Task instructions: In the piece on Trump as commander in chief, rewrite the stretch from "Viewed from a" through "an all-powerful ally.", changing "competence" to "expertise".

Text under study:
The Essentially Dangerous Nature of Donald Trump as Commander in Chief
What I and many others discern in Mr. Trump’s behavior and speech is a pattern of impulsivity that leads to vengeful attacks on those who challenge him. He doesn’t seem to pause to consider the validity of facts and perspectives that are unfamiliar or displeasing to him. He presents himself as “knowing more than the generals” and having “great” plans that are sure to succeed: “You will be sick of winning,” he has said. This combination of overconfidence and rash reactions may have been an asset in the world of real estate deals, where the stakes are financial, personal, and presumably recoverable. But “shooting from the hip” without feeling the need to obtain a genuine understanding of complex matters has much graver consequences when the safety of the nation and the global environment are on the line.
Viewed from a mental health perspective, a person who constantly extols his abilities and feels driven to diminish and ridicule others (and here I am not speaking of political campaigning, where promoting oneself vis-à-vis one’s opponents is part of the game) often arises from profound insecurity, the very opposite of the supreme confidence that is being projected.
This may seem contradictory, that someone who has succeeded in one realm of life will keep insisting that he is masterful in unrelated areas, areas where he has, in fact, no demonstrated competence, but it soothes such a person’s inner doubts and, simultaneously, may appeal mightily to those who crave an all-powerful ally.
This impulsivity, the need to support an insupportably inflate
d image of oneself, added to a profound inability to acknowledge what one doesn’t know, all augur profound psychological interference with the rational and considered exercise of power. We need to understand this, all the more so because it is the very awareness that Mr. Trump himself and his acolytes feel they mustn’t acknowledge to themselves and us, the people whose safety he is entrusted to protect. Our understanding that this is a recognizable personality style that predictably impedes reliable judgment and a sound, considered response to crises allows us to take appropriate action within the law to contain and limit the damage that we can clearly envision and, collectively, must try to prevent.

Records provided:
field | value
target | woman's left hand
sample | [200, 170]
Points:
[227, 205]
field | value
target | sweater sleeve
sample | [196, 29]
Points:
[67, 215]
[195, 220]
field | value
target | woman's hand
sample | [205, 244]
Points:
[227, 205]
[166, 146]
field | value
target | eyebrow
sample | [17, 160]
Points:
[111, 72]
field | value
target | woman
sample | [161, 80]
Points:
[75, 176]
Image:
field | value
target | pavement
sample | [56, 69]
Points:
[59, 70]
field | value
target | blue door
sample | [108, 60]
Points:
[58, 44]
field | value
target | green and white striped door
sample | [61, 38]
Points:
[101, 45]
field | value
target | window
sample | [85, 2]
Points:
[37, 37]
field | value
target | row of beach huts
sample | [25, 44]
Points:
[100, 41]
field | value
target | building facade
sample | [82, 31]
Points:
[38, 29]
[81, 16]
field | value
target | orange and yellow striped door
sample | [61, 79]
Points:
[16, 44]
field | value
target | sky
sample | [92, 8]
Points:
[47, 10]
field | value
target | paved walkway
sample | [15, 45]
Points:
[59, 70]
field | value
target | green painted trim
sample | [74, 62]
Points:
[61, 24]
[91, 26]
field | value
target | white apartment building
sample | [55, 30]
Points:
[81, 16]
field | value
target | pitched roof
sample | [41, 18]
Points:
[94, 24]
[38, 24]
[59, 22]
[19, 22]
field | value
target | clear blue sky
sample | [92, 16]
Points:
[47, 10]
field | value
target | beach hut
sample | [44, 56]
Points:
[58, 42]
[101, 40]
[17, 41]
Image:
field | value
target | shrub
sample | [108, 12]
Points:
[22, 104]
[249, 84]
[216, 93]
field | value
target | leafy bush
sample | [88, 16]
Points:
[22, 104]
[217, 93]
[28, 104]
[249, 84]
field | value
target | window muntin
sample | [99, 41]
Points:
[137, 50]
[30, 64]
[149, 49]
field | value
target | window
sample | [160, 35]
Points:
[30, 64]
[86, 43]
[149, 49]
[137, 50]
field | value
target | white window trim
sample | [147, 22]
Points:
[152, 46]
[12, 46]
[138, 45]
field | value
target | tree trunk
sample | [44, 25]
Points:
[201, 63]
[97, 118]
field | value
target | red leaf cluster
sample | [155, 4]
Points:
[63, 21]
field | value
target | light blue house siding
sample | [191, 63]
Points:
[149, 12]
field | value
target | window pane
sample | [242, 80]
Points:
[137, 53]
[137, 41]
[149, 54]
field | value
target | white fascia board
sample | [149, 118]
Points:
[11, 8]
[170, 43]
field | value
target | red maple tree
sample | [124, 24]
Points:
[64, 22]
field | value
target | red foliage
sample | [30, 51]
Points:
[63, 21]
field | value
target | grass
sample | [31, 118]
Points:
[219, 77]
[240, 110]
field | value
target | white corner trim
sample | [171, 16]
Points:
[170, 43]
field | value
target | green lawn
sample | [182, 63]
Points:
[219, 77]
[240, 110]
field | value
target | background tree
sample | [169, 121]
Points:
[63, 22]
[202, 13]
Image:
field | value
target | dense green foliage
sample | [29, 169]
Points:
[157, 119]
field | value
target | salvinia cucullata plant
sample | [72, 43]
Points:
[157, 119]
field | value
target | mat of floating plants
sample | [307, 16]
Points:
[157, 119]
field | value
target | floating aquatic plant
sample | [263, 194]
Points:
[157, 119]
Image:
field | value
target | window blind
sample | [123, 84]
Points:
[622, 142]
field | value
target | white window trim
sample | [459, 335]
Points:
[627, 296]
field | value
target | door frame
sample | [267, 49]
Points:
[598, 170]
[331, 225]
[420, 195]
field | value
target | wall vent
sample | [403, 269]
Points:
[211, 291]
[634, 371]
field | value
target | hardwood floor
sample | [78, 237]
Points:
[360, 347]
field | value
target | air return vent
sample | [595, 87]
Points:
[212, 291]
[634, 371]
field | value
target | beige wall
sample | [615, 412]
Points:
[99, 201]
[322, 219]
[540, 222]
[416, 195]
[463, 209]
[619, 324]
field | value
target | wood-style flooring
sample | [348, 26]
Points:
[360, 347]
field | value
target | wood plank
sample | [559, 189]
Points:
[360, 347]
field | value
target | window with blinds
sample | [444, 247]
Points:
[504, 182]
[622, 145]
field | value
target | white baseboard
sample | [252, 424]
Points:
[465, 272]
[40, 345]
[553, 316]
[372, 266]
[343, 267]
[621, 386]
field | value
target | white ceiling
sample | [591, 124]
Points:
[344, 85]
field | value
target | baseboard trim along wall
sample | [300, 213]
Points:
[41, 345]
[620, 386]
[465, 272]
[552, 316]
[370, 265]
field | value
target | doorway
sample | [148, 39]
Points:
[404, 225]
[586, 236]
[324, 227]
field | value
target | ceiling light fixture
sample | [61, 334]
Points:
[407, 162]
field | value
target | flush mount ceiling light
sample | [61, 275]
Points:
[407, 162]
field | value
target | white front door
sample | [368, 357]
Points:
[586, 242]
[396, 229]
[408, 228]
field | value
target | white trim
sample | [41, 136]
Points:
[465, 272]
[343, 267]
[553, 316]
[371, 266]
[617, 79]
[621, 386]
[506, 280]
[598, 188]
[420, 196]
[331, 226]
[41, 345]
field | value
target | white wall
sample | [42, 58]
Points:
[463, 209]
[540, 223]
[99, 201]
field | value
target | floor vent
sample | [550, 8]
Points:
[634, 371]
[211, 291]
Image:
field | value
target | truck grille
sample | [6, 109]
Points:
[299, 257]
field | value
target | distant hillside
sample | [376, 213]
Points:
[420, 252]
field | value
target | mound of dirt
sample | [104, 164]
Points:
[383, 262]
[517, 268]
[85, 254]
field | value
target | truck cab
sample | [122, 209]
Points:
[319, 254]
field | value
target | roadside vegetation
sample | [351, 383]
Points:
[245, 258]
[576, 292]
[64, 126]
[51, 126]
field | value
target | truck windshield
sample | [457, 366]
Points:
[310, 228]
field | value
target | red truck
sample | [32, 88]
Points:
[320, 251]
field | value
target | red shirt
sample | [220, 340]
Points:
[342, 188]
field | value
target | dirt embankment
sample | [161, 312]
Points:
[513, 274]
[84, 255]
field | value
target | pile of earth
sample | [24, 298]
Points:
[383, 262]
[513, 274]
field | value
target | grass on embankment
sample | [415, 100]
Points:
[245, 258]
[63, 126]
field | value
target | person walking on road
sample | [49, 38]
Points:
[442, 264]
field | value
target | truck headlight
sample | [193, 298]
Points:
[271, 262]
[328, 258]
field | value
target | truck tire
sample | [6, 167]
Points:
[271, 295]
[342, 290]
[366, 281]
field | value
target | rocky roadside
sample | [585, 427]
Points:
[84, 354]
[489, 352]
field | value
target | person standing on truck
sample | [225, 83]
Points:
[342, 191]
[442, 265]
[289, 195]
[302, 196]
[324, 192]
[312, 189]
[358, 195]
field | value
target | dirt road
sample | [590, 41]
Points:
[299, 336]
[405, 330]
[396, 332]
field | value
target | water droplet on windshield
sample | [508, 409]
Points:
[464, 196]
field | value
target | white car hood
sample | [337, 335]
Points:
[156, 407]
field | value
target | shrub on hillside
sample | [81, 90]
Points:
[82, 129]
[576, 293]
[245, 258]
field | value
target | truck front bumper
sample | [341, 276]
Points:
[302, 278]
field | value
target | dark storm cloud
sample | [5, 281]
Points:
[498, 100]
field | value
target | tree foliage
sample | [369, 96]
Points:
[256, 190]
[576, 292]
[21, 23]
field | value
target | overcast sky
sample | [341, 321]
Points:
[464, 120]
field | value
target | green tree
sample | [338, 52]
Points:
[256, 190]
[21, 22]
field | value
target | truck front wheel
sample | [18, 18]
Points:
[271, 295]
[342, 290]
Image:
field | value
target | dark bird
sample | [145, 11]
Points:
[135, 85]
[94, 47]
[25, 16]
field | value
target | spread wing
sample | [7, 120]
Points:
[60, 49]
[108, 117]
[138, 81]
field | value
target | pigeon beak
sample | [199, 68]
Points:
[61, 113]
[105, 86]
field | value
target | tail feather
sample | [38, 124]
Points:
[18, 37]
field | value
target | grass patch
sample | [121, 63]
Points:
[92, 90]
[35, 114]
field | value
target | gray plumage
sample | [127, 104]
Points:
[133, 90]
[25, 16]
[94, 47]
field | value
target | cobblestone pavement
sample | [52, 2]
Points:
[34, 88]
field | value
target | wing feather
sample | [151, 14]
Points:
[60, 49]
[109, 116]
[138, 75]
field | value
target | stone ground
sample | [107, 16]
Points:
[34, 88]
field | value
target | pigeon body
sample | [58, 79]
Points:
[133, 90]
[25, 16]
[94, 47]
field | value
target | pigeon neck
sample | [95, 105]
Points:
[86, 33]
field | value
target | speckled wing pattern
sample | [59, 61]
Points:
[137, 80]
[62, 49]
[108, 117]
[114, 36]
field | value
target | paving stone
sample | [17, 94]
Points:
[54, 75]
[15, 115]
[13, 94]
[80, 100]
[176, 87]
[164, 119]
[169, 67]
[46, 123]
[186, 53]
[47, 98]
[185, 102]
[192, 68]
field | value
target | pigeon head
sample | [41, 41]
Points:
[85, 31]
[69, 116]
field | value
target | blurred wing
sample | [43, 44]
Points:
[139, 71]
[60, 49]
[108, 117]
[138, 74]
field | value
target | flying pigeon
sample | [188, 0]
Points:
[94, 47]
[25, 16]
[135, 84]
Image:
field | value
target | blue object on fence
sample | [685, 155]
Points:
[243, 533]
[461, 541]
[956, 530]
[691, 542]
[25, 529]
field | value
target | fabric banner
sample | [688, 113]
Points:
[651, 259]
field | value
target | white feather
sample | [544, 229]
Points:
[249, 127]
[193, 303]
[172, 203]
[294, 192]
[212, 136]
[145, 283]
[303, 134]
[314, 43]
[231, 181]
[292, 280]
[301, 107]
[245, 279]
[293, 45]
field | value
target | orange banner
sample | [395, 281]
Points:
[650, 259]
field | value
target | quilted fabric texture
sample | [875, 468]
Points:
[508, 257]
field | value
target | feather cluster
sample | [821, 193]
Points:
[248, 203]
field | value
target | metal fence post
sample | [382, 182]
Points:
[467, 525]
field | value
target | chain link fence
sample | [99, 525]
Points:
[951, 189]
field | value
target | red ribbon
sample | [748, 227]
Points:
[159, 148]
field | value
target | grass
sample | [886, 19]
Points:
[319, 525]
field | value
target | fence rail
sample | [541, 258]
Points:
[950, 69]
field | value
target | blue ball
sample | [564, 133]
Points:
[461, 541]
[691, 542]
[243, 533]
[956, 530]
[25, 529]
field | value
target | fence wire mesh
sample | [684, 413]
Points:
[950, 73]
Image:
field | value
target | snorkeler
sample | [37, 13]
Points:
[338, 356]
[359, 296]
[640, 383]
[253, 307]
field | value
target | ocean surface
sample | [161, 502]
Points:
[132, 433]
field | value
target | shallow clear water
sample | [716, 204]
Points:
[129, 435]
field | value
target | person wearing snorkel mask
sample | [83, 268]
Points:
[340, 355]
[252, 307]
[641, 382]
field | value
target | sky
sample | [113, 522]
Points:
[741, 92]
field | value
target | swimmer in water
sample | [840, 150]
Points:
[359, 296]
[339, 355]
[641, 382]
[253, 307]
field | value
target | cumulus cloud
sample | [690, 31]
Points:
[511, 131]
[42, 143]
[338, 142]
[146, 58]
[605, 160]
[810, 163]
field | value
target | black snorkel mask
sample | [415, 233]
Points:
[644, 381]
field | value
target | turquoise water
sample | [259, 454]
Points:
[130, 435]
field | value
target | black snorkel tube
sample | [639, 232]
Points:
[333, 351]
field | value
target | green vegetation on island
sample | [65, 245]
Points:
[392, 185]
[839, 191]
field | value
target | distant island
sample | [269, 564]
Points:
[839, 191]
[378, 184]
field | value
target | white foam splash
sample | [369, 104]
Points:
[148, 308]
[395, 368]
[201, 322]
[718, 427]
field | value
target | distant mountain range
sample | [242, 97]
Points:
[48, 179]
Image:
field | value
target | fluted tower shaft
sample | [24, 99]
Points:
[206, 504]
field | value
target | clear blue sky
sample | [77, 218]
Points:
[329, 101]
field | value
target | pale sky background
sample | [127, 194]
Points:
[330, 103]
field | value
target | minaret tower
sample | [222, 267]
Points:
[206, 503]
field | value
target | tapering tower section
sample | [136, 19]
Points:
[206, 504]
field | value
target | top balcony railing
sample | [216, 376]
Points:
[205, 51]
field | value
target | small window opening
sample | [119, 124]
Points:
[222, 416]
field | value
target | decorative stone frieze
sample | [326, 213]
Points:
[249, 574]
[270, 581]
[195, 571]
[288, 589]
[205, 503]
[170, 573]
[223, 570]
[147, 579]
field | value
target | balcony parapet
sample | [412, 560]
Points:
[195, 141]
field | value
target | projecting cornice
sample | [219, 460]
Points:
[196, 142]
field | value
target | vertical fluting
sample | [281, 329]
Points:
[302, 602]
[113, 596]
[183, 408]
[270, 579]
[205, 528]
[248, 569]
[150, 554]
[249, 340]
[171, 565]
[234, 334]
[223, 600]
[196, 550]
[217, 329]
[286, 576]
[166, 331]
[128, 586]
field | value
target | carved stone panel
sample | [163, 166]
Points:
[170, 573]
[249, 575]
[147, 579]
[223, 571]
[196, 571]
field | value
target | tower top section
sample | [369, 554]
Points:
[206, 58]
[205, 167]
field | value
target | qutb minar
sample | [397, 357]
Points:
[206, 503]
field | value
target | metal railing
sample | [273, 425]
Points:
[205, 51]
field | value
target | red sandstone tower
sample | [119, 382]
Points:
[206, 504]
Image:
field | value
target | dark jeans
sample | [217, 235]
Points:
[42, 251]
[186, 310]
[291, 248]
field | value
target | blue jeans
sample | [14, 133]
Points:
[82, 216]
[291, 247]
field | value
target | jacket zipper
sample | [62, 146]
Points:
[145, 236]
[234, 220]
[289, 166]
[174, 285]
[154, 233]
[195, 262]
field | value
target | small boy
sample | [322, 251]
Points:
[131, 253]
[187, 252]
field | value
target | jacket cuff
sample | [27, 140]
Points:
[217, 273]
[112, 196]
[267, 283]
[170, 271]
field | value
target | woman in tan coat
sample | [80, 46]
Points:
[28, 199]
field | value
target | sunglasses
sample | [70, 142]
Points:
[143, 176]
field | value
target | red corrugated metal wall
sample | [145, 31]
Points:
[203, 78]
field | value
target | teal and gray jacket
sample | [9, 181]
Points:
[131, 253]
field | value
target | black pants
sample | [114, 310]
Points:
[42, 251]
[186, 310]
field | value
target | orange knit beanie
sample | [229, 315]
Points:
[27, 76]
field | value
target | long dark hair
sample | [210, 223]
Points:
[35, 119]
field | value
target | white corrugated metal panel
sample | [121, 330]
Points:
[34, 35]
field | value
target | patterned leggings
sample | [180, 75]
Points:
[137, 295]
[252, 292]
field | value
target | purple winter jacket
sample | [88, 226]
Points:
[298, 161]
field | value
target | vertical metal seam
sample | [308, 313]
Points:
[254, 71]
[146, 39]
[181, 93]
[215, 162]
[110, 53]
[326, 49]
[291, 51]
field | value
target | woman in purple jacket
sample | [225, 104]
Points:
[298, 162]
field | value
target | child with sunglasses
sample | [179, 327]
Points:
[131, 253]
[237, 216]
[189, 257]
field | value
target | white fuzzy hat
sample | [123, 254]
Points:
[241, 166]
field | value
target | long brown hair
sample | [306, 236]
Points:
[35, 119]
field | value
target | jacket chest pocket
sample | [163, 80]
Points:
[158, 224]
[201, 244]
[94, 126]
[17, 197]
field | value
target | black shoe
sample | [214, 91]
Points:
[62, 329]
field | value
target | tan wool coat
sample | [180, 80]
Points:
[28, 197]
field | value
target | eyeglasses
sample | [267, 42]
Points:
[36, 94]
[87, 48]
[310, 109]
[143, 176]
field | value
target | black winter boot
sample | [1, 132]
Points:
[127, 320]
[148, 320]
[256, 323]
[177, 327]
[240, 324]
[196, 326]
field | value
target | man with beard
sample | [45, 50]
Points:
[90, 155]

Exercise output:
Viewed from a mental health perspective, a person who constantly extols his abilities and feels driven to diminish and ridicule others (and here I am not speaking of political campaigning, where promoting oneself vis-à-vis one’s opponents is part of the game) often arises from profound insecurity, the very opposite of the supreme confidence that is being projected.
This may seem contradictory, that someone who has succeeded in one realm of life will keep insisting that he is masterful in unrelated areas, areas where he has, in fact, no demonstrated expertise, but it soothes such a person’s inner doubts and, simultaneously, may appeal mightily to those who crave an all-powerful ally.